* **REQUIRED ACTION**
Read through the records. Copy each line that has the word "query".

* **Dataset entries**
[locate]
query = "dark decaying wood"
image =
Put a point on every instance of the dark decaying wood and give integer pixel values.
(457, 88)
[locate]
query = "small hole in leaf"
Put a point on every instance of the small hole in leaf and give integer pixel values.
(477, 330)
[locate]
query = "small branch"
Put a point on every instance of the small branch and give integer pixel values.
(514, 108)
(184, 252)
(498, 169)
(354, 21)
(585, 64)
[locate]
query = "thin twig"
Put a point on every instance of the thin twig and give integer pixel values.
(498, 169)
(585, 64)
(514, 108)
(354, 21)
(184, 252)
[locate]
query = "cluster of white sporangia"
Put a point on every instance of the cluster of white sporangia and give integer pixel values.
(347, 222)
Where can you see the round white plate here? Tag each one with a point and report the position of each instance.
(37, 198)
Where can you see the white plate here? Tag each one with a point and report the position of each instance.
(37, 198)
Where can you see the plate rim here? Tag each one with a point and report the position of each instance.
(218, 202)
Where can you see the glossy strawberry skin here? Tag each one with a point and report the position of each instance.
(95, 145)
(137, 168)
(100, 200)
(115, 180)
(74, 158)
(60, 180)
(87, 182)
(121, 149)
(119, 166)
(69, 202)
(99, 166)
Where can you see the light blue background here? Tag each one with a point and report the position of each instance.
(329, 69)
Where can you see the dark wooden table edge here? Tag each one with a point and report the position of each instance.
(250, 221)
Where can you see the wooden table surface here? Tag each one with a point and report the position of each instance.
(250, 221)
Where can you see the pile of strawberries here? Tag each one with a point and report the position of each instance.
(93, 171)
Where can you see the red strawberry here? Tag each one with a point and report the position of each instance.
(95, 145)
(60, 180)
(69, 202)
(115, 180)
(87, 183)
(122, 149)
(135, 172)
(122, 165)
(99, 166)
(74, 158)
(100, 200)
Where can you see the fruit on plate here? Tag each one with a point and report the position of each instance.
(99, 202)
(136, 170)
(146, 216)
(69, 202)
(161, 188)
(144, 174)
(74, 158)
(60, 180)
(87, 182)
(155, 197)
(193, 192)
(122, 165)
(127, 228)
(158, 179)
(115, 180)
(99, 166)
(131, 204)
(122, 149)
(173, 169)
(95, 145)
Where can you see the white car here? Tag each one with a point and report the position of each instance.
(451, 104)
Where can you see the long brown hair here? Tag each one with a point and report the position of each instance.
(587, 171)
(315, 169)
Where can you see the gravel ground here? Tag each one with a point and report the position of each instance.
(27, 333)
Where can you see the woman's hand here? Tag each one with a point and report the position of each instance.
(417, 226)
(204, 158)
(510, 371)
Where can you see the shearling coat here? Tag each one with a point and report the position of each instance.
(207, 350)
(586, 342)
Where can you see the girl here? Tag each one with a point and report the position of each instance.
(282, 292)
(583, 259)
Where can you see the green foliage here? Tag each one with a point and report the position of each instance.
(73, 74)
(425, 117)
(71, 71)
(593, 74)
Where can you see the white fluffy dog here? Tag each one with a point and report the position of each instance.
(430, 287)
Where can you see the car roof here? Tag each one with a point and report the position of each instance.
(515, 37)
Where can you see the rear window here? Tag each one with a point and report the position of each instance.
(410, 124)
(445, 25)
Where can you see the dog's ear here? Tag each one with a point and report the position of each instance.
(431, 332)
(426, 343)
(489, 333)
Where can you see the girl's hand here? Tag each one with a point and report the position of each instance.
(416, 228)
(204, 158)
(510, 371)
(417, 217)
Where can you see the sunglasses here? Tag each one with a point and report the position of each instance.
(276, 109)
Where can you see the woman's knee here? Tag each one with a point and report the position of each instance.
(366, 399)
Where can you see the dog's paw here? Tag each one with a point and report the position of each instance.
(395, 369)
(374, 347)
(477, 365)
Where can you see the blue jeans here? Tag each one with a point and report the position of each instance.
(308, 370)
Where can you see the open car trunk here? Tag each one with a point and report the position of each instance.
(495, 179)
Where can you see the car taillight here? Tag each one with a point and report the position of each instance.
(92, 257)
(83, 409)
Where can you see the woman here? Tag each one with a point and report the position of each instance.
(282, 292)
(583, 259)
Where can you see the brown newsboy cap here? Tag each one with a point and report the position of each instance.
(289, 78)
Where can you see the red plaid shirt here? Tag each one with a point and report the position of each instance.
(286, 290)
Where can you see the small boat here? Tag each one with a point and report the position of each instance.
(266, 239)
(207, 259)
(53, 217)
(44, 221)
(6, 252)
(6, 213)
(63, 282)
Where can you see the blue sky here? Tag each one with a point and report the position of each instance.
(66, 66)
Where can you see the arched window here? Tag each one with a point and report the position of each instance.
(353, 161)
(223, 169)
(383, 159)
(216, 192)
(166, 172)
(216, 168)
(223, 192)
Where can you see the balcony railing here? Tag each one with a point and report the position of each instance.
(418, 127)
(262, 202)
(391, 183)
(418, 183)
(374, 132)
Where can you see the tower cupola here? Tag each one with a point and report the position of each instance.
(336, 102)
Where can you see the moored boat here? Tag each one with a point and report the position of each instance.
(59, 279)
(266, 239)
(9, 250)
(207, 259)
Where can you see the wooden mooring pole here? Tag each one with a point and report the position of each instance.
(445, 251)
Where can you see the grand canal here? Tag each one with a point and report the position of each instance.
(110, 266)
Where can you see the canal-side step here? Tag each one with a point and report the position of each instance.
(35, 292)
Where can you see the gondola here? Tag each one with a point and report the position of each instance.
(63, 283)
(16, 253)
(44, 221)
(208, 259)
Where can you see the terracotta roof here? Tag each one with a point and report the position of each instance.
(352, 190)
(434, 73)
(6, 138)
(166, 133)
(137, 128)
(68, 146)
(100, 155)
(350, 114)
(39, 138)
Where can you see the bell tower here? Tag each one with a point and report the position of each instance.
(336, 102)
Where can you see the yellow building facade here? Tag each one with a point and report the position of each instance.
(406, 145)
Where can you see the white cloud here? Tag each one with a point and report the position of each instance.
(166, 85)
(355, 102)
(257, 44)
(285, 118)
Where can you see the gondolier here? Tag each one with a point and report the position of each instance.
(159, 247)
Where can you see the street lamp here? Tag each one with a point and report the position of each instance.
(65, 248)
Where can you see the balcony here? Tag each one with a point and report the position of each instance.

* **TASK ANSWER**
query = "dark decaying wood"
query = "small hole in leaf"
query = "small branch"
query = "thin twig"
query = "cluster of white sporangia"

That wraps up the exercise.